### RECORD LIST
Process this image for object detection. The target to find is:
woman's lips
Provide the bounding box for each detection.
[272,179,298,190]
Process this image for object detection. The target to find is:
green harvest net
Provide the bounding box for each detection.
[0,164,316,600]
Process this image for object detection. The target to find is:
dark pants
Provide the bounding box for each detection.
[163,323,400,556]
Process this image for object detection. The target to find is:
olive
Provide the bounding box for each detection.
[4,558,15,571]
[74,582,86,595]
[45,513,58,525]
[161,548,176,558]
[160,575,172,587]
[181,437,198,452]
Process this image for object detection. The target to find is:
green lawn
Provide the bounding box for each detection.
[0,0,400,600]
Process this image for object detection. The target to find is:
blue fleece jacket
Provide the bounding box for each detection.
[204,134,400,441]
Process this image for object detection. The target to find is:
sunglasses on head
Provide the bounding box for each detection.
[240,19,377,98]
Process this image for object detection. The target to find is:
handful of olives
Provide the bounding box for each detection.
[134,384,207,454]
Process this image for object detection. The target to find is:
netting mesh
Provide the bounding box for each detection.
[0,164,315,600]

### STATED GOAL
Reproduce every one of the records above word for word, keeping each line and its order unchanged.

### REPLY
Process this image for object detection. The target to find is:
woman's lips
Provide the bounding box for each detection.
[272,179,298,190]
Process this image for object detection. The target to find is:
green harvest net
Provide the bounding box for each detection.
[0,164,316,600]
Process this image for object detection. The target to find is:
dark pants
Provide the bounding box for each detection.
[163,323,400,556]
Process this image for object detection. The target to find is:
olive
Provide the bounding box for each detection.
[4,558,15,571]
[74,582,86,595]
[45,513,58,525]
[161,548,176,558]
[160,575,172,587]
[181,437,198,452]
Process this image for object detection. The target to find is:
green lawn
Provide the bounding box for each detection.
[0,0,400,600]
Process this image for object detection. The target to find is:
blue fleece jacket
Provide the bounding box for each detection.
[204,134,400,441]
Process this image for object detection. The target to find is:
sunglasses on head
Provide the bounding box for each detection.
[240,19,377,98]
Process this image for object detection. The target to find is:
handful of olives
Provide the bounding box for each detection.
[134,384,207,454]
Process this image for object detection. The target to find is:
netting mesh
Provide the bounding box for each detection.
[0,164,315,600]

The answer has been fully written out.